▶ PROBLEM DESCRIPTION
Reproduce the entries from the start through the line containing "[(179, 119)]", substituting "out-of-focus background" for "blurred background field" and leaving everything else unchanged.

________________________

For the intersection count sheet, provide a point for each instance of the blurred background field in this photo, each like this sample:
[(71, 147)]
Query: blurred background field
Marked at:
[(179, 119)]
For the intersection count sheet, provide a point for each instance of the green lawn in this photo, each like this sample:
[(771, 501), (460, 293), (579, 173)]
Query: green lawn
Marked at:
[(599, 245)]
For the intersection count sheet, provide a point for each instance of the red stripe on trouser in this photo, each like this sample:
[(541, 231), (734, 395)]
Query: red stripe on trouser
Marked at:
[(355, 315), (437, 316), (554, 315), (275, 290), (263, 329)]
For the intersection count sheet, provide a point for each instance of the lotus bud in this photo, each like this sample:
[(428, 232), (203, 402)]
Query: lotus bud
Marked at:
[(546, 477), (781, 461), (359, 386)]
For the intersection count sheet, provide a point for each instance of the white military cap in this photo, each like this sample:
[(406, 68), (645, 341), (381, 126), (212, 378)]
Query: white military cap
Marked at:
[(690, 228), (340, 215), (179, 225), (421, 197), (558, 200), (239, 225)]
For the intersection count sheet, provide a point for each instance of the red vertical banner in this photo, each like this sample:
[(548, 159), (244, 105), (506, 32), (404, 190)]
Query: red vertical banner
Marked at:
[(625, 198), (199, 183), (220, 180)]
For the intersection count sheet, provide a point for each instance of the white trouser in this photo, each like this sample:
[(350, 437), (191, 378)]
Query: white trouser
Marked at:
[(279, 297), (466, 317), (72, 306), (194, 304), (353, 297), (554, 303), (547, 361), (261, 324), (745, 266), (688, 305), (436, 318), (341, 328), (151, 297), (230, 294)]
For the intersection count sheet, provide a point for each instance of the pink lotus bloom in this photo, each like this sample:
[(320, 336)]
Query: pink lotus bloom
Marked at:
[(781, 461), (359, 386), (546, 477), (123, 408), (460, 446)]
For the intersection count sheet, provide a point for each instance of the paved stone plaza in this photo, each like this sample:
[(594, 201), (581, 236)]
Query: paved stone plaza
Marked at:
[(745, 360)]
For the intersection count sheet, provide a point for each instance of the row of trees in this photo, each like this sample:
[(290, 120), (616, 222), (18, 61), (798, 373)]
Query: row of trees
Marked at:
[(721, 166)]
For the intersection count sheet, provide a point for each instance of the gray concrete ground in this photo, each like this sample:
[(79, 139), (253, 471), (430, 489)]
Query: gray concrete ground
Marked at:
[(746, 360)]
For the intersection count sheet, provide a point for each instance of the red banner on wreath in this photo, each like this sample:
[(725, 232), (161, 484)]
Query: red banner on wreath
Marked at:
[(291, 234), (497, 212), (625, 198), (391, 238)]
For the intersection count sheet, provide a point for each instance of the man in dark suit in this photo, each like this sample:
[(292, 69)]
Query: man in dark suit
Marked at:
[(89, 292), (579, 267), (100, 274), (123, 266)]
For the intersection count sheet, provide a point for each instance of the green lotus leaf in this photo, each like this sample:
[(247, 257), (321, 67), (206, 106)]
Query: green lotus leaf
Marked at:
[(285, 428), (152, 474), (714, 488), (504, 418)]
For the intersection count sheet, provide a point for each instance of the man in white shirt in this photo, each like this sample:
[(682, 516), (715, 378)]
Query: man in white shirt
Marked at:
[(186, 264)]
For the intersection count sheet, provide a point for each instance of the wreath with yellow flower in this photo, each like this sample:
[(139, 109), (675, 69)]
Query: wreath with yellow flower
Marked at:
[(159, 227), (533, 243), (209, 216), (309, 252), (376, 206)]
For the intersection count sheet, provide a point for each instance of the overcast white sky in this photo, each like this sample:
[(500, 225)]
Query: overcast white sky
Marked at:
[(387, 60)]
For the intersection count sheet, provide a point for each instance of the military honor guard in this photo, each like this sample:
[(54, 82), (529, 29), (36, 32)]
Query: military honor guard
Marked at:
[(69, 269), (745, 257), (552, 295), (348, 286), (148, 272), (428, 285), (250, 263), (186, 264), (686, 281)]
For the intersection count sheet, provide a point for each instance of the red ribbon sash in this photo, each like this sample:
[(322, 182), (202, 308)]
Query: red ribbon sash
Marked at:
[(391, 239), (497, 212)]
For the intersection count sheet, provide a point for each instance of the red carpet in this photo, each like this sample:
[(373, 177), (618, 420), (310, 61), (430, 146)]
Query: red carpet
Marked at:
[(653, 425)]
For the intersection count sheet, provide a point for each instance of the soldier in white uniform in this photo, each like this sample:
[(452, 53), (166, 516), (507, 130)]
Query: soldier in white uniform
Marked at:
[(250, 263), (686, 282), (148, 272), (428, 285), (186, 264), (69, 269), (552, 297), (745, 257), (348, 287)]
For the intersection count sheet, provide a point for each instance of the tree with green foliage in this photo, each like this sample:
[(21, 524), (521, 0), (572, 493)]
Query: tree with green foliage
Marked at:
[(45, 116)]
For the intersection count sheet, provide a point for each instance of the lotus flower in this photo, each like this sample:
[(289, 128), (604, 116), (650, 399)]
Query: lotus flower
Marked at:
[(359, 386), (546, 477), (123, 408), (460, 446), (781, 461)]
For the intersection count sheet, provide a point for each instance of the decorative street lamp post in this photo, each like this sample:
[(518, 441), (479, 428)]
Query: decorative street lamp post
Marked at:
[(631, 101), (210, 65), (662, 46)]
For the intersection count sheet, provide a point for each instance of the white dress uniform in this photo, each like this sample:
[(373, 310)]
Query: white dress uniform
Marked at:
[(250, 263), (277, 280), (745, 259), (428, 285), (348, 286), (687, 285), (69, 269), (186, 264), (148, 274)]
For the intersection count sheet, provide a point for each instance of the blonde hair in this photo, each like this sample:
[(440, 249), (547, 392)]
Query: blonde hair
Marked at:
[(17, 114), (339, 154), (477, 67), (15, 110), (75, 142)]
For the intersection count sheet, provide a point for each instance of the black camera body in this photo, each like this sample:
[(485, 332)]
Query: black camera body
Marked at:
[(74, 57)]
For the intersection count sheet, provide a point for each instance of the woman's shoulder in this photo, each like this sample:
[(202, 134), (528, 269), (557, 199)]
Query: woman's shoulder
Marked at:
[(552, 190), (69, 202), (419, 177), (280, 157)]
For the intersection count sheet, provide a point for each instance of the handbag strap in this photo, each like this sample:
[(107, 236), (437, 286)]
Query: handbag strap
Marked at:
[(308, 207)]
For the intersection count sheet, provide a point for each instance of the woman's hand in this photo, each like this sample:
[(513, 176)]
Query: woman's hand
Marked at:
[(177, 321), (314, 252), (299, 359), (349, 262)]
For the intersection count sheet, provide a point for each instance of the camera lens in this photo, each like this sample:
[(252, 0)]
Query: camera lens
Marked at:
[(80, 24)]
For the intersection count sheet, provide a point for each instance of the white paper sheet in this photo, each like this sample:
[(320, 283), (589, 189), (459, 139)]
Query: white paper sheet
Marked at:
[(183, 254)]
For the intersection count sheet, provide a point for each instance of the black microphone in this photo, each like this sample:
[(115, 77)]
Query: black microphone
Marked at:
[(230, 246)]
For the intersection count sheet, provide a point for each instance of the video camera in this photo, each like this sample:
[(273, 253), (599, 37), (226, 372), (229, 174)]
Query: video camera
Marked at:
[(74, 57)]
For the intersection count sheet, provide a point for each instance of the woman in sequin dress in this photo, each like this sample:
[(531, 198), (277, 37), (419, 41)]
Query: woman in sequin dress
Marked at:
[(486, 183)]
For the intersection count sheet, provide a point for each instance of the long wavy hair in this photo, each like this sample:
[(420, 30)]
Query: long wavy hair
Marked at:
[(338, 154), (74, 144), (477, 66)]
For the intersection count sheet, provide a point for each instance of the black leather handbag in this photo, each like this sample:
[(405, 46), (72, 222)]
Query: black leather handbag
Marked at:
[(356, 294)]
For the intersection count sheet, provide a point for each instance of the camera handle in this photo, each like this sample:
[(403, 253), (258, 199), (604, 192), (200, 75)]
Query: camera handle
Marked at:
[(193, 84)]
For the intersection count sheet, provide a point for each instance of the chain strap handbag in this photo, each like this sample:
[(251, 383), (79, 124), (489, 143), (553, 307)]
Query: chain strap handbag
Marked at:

________________________

▶ RESULT
For the intersection count sheet, provide a point for each instance of the out-of-focus background in this photo, each like this sample:
[(71, 147)]
Query: out-of-focus background
Marked at:
[(179, 119)]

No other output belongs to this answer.